# STATED GOAL
Will you quote only the lines starting at the one that contains "For the benchmark, mark every instance of the blurred" and ending with the last line of the listing below, inclusive?

━━ EXCERPTED RECORDS

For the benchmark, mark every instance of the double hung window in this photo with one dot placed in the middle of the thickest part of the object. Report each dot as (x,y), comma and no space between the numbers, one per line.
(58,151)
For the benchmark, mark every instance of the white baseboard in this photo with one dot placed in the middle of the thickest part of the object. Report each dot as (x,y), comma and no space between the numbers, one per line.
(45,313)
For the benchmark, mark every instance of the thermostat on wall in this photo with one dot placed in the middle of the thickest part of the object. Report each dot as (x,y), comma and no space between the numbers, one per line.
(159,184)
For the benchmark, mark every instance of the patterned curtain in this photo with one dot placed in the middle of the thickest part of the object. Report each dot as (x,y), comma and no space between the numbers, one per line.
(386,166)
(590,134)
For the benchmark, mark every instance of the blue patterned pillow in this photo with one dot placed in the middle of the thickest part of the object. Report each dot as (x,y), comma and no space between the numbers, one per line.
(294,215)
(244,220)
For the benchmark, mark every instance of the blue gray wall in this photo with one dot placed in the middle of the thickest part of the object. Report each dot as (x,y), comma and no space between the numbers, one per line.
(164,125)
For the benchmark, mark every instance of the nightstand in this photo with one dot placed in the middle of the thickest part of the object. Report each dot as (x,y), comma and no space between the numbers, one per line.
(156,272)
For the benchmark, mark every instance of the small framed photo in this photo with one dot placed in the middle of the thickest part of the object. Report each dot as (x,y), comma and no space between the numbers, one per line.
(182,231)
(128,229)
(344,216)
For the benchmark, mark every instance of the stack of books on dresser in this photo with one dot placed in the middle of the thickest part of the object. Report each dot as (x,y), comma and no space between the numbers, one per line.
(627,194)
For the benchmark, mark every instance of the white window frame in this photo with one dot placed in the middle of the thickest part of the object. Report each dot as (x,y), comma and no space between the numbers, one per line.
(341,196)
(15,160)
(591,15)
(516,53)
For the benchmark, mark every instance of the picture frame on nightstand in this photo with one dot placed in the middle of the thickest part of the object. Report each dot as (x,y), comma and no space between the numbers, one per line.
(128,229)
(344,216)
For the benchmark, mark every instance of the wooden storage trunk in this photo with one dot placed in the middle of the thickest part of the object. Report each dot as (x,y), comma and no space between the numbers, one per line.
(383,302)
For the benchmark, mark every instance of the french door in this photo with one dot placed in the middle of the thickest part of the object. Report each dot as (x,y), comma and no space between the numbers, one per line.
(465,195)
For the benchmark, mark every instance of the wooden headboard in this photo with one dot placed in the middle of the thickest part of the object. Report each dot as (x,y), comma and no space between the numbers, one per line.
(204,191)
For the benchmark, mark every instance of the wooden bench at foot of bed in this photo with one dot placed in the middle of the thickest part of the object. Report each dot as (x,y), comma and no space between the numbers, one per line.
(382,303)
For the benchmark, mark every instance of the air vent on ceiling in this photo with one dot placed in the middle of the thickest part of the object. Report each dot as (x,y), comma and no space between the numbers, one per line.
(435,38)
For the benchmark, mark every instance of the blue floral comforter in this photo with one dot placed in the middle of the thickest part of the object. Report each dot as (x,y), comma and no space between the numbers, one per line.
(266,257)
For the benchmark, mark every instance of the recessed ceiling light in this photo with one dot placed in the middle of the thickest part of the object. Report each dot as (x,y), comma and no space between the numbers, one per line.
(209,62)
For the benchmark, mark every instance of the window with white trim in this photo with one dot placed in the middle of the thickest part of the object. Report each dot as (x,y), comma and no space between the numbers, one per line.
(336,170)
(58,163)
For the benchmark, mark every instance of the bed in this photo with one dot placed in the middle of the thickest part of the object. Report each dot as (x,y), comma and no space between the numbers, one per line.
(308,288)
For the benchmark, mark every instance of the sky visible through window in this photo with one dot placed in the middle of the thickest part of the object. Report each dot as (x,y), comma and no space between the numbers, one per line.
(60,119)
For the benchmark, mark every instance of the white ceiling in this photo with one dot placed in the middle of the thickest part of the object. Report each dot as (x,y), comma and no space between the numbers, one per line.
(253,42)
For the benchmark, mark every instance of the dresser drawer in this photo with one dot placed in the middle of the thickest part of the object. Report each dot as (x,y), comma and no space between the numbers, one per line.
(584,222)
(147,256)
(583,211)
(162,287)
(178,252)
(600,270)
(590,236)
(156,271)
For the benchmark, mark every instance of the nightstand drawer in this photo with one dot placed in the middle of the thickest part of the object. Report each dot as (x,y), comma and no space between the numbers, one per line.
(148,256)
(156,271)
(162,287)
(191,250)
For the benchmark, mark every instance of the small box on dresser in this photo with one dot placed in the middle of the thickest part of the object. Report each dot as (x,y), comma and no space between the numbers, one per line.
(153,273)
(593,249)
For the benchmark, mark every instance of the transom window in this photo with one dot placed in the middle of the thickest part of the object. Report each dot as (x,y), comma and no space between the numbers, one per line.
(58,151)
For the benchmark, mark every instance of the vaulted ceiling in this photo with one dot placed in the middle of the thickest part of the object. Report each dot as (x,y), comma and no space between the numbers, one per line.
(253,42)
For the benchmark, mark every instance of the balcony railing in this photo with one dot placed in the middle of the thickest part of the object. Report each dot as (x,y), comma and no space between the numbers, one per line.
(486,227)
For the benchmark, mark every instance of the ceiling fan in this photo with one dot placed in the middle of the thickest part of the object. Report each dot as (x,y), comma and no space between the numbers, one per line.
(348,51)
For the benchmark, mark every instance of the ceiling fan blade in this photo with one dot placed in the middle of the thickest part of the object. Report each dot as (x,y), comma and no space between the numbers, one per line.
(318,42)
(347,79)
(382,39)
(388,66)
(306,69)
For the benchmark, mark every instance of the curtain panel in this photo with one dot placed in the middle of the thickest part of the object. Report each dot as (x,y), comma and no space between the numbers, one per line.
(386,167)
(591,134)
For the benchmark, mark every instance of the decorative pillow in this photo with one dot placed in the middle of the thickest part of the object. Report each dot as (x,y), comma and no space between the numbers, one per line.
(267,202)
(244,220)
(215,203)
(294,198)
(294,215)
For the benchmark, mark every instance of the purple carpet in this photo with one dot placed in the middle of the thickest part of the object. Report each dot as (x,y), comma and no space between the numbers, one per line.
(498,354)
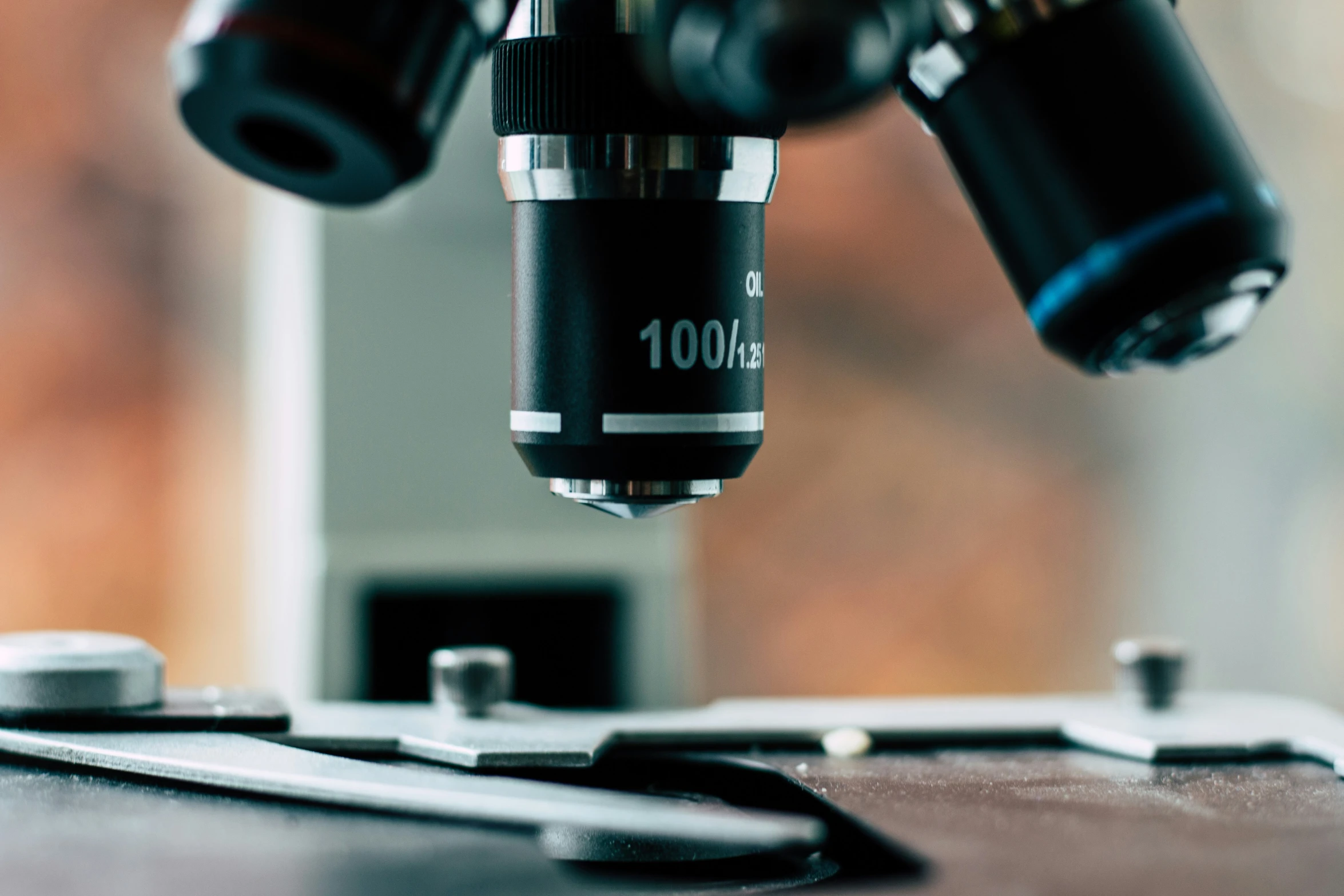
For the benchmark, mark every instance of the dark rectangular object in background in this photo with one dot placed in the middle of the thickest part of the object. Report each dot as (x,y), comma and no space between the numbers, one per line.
(566,640)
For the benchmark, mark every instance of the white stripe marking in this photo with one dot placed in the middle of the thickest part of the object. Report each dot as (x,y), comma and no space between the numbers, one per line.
(669,424)
(534,422)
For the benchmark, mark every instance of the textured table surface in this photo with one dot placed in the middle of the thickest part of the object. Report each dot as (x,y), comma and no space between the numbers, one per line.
(991,821)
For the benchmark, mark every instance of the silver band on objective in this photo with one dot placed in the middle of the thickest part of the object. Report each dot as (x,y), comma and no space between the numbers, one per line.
(563,167)
(636,500)
(975,25)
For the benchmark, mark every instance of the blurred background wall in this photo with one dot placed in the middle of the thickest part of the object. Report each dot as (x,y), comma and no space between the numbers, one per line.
(940,505)
(121,253)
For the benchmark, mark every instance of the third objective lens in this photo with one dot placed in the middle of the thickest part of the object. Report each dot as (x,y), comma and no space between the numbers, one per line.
(1107,174)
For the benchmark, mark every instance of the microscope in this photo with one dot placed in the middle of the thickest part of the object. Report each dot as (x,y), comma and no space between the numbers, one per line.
(639,148)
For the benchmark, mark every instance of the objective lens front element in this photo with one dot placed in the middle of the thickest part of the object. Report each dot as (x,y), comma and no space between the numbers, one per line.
(636,500)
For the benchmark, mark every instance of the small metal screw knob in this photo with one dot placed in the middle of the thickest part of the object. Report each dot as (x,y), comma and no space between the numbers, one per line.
(78,671)
(1152,667)
(471,680)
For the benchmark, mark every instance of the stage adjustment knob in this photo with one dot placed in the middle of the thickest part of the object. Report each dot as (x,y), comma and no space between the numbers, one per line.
(471,680)
(1152,667)
(78,671)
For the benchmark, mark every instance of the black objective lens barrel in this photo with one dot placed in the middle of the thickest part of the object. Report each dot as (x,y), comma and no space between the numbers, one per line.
(639,339)
(1109,178)
(639,285)
(340,102)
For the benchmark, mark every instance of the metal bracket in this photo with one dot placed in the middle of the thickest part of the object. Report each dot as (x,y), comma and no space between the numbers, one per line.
(1199,726)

━━━━

# SOLUTION BELOW
For the benchmark, mark every instance of the blurred background wall in this photo with one dot placed in the middle of the thickest part of the object. Report each dot as (x,y), comma and no space between the numbers, one per line.
(940,505)
(121,253)
For the benchmark, mark every instance of the third objective lens in this photo with one dot placed in the middle of the thickest part of the object. Report each dot as (x,y), comma and no space between the numbers, one per line.
(1107,174)
For the benchmark, mark every instance of the microscope in this photo with one dot placed in the middle of the thickest part of the object. Report each dot as (x,y), comma and no space between the numbers, one per line.
(639,148)
For the benchmark, mark every instance of the objective lens front element in this photo with one dot placed in the middle of the thickest part of the object. Report each dot as (x,y), comma and no space between the numbers, one per line.
(636,500)
For the benchmark, mark every instance of the small metal screw knob in this photo with one dot placed in the middle of the thickest part of the object. Report each dot as (x,y), comma and no space between the numbers, one per line.
(78,671)
(1152,667)
(471,680)
For the benchmark, mark every instance of the stage adjustment knob in this photo with one dot placed in the middle of the thickest part of the object. Report each dot as (x,y), comma and no space between the numbers, one per line.
(471,680)
(1152,667)
(78,671)
For the benchmark, mark every instance of the black objective lens barrel in this photo with one dot placed in the middle of the thickest part of the object. Report each dot as (x,y), comma and no space between the numbers, one per line.
(639,339)
(1109,178)
(639,285)
(340,102)
For the benchmark, mark every instance of the metal bracket in this photo with one dot placed in the middle of the thickest part of the object. Report each dot as (x,y), comma and no space between the numbers, one per line.
(1199,726)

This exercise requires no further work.